YOUR OBJECTIVE = The required output consists solely of the lines from the line containing "Practice step: put one dot on the statue's boot" through the end of the records, copied exactly.

ROWS =
========
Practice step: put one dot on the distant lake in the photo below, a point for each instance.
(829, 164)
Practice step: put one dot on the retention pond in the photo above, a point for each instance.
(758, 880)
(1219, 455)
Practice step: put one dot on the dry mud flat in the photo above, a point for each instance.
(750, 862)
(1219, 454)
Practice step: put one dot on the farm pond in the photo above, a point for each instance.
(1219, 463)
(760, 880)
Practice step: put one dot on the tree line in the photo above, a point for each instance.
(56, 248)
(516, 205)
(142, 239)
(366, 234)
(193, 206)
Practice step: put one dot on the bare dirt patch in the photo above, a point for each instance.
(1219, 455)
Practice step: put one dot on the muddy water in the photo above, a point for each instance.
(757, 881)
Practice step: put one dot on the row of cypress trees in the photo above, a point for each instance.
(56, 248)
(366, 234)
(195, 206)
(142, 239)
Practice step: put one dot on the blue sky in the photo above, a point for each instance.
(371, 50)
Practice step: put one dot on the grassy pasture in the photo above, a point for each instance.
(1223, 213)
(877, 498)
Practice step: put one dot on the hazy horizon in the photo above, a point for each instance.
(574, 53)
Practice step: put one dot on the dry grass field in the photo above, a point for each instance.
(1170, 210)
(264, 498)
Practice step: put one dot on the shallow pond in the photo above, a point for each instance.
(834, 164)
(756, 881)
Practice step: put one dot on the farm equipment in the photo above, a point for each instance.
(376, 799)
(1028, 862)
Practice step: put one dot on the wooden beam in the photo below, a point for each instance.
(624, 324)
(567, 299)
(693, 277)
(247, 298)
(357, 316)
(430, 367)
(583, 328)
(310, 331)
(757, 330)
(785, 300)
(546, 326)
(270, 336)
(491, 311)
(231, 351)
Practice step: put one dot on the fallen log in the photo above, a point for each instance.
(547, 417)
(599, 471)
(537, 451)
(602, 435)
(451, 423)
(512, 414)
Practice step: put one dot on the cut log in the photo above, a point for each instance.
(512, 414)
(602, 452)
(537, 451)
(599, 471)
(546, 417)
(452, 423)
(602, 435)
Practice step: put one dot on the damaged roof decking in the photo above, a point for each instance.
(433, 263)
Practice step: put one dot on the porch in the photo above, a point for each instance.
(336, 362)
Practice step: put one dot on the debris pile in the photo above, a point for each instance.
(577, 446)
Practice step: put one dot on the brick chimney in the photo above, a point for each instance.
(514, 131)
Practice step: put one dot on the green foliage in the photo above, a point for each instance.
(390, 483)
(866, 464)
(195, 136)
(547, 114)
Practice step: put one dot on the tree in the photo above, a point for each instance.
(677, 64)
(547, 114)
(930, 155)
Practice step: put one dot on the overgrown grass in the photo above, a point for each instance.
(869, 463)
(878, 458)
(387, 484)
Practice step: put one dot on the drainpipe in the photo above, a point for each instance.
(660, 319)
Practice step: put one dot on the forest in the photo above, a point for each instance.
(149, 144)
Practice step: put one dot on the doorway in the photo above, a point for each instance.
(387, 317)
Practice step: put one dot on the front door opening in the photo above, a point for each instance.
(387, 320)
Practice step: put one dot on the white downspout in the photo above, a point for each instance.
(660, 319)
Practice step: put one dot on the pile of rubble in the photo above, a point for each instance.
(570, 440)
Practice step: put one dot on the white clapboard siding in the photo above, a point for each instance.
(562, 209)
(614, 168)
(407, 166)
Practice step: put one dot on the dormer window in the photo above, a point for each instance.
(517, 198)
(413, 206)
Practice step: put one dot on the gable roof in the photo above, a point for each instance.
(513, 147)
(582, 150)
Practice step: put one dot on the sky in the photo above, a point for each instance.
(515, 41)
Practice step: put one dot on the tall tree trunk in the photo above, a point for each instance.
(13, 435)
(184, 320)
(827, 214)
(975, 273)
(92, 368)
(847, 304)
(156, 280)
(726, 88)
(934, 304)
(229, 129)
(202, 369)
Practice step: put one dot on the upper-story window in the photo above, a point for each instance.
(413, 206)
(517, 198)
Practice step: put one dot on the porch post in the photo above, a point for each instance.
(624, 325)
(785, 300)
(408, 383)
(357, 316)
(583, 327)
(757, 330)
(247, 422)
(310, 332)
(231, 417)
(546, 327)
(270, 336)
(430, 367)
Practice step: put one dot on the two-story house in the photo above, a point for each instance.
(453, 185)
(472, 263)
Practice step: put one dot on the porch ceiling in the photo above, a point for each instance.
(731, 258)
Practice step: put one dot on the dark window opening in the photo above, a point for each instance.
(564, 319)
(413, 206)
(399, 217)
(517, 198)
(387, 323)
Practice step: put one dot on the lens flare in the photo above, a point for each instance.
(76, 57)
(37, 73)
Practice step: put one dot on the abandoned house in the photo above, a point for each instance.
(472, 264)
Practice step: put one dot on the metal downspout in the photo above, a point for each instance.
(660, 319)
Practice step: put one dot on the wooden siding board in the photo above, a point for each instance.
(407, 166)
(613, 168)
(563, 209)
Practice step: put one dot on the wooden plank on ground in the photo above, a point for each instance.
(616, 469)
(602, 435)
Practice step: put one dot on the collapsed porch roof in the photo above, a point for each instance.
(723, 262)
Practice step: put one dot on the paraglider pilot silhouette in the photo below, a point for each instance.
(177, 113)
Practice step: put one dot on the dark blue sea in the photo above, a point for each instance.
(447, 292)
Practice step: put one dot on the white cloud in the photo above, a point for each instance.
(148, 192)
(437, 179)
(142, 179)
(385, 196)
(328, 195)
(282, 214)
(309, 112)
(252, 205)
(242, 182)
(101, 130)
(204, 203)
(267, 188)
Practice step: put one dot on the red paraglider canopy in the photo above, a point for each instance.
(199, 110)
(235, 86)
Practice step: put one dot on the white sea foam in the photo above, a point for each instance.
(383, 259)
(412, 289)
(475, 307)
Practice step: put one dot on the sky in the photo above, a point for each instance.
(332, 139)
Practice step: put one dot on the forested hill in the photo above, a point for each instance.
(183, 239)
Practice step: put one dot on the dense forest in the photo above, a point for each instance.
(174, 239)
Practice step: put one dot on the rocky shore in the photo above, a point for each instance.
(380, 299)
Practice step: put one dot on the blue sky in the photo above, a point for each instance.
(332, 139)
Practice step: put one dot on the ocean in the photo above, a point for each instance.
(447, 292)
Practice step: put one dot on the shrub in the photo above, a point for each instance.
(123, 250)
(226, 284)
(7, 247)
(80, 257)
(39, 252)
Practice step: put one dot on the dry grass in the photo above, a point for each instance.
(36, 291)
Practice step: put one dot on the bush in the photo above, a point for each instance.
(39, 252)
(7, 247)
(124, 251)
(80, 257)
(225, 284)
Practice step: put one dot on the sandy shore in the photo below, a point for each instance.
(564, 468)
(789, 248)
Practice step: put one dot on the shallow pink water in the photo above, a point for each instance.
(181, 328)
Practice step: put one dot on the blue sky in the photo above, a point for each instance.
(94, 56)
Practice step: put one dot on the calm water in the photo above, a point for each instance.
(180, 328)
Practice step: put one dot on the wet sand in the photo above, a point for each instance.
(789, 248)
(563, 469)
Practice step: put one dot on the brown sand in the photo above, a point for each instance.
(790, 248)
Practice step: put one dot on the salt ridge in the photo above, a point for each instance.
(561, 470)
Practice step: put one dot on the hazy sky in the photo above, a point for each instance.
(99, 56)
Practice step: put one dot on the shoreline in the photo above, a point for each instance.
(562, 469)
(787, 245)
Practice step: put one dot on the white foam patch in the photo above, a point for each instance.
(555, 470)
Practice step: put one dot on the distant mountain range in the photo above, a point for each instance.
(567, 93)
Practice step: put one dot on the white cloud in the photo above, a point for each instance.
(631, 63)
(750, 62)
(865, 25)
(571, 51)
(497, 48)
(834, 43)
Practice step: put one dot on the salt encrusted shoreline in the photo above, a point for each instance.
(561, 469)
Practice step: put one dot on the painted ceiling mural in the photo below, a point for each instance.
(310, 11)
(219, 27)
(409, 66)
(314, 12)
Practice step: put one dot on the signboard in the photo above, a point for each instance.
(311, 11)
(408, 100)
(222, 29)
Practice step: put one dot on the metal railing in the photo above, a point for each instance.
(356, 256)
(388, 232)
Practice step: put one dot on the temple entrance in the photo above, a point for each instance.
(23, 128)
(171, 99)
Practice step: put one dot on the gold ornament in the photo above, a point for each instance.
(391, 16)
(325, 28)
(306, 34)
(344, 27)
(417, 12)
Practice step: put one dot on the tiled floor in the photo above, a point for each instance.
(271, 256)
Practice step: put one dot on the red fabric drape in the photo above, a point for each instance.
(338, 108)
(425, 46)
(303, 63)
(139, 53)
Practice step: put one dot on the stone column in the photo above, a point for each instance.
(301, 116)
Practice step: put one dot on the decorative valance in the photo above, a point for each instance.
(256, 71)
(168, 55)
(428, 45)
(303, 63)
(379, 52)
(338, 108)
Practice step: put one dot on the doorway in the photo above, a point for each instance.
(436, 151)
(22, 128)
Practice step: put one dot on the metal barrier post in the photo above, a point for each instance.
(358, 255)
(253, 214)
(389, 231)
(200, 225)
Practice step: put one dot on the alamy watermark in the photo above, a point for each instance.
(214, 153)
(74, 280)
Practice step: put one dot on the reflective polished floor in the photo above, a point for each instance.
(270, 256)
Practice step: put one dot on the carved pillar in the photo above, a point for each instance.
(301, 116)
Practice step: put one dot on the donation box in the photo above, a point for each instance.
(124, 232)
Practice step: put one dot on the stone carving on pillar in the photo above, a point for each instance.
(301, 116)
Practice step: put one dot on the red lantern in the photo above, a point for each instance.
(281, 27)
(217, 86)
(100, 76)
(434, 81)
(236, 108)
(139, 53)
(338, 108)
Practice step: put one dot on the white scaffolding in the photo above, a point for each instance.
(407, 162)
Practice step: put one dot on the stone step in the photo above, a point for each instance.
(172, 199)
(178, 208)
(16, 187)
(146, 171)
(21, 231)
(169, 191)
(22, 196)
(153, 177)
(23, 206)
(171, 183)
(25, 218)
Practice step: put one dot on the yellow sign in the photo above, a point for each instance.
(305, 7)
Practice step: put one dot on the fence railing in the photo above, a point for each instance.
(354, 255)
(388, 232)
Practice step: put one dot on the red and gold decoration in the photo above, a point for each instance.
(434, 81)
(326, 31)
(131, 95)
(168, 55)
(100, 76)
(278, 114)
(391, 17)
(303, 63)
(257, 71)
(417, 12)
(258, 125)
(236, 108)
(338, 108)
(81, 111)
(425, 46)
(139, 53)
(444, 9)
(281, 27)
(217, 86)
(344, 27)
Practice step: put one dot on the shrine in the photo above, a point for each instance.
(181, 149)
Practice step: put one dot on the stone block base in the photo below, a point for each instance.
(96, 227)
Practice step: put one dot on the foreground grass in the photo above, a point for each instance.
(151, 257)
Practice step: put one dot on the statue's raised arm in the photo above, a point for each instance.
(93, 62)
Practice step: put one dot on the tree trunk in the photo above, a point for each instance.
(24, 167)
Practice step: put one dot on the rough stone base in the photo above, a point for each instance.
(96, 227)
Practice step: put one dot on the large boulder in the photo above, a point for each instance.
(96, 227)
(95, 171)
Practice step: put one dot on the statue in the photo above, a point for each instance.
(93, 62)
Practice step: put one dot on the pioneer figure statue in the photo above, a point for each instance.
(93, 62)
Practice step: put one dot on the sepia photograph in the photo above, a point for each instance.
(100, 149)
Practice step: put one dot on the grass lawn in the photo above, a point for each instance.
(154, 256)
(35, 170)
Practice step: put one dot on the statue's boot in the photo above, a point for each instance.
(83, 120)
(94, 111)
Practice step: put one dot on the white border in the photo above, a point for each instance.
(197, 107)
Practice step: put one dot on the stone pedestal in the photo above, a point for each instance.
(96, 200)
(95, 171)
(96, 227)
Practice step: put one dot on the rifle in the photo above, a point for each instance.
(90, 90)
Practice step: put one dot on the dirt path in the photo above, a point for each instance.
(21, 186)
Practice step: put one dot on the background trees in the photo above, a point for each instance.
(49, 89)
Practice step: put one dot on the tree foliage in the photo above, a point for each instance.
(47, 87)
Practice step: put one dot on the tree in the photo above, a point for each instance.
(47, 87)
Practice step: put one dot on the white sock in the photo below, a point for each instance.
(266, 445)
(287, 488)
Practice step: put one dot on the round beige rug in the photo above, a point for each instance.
========
FINISHED EXERCISE =
Practice step: put one dot on the statue's boot in the photo above, a point for each instance.
(83, 120)
(94, 111)
Practice step: put one dot on the white border in the photo above, a point for each instance.
(197, 107)
Practice step: put one dot on the stone pedestal in the photo above, a point for each instance.
(96, 200)
(95, 171)
(96, 227)
Practice step: put one dot on the rifle in the photo above, a point for each instance.
(90, 90)
Practice step: put one dot on the dirt path in the photo above, a point for each instance.
(21, 186)
Practice step: put one dot on the background trees in the photo above, a point for each instance.
(49, 89)
Practice step: put one dot on the tree foliage in the photo above, a point for each instance.
(47, 87)
Practice step: put one dot on the tree in the photo above, a point for each instance.
(47, 87)
Practice step: put one dot on the white sock in the photo below, a point for each instance.
(266, 445)
(287, 488)
Practice step: put one dot on the round beige rug in the photo above, a point for each instance.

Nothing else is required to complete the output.